_Exercise prompt_: Keeping every word the same, give again only the lines from the one with "If you could point at the damaged" through the end of the data, both included, and leave every picture out.

_Natural-language object grounding data_:
==*==

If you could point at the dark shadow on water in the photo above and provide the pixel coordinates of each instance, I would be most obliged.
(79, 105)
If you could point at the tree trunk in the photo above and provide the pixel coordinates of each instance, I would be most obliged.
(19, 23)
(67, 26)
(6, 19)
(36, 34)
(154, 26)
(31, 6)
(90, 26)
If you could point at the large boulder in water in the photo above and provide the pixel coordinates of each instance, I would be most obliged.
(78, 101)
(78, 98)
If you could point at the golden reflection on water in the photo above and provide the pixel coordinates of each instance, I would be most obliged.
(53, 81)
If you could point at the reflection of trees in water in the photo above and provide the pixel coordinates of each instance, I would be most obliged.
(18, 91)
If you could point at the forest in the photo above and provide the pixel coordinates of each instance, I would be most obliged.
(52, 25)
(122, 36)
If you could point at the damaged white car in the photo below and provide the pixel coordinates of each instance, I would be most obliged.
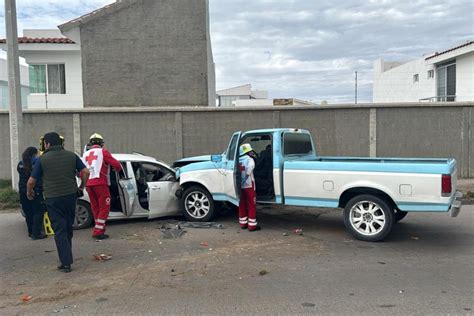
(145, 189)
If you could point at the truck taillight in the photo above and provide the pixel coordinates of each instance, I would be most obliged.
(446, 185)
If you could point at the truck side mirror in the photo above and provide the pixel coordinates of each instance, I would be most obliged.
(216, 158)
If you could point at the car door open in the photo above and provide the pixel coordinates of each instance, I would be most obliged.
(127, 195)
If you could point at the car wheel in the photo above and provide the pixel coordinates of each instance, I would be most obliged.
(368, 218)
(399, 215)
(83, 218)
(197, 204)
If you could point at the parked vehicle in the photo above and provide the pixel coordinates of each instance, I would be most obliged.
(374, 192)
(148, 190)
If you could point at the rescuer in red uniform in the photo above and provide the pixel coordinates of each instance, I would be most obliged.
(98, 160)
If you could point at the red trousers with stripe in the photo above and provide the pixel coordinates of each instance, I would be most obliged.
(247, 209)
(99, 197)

==*==

_Response to the task_:
If you could point at the damaged white car in the photo below and provide the pixel coordinates of each instance, I would be most obliged.
(145, 189)
If you could point at the truck taillight in the photo above and provide the pixel coordinates of each instance, I would be most obliged.
(446, 185)
If you could point at the truck side mirror in the photo above and provide the pixel coordinates of each instance, I would be most obliged.
(216, 158)
If you could point at the car door open in the photo above and provide the pixel coordinates of each instance, I would be most obliged.
(127, 195)
If you could point at the car wheel in the photo above and provide the pixel coordinates of each instance, I would be most obliged.
(368, 218)
(399, 215)
(83, 218)
(197, 204)
If you could point at the parked vehicle in the photo above and provide the pixel coordinates of each instance, I would be most obliged.
(374, 192)
(148, 190)
If you could point at the rescuer in red uniform in the photo above and provide the pixel coordinates of each instance, I would be most obliged.
(98, 160)
If you could point at the red trousers with stripe in the photo above and provide the pixel coordinates of each instance, I would be most obliged.
(247, 209)
(99, 197)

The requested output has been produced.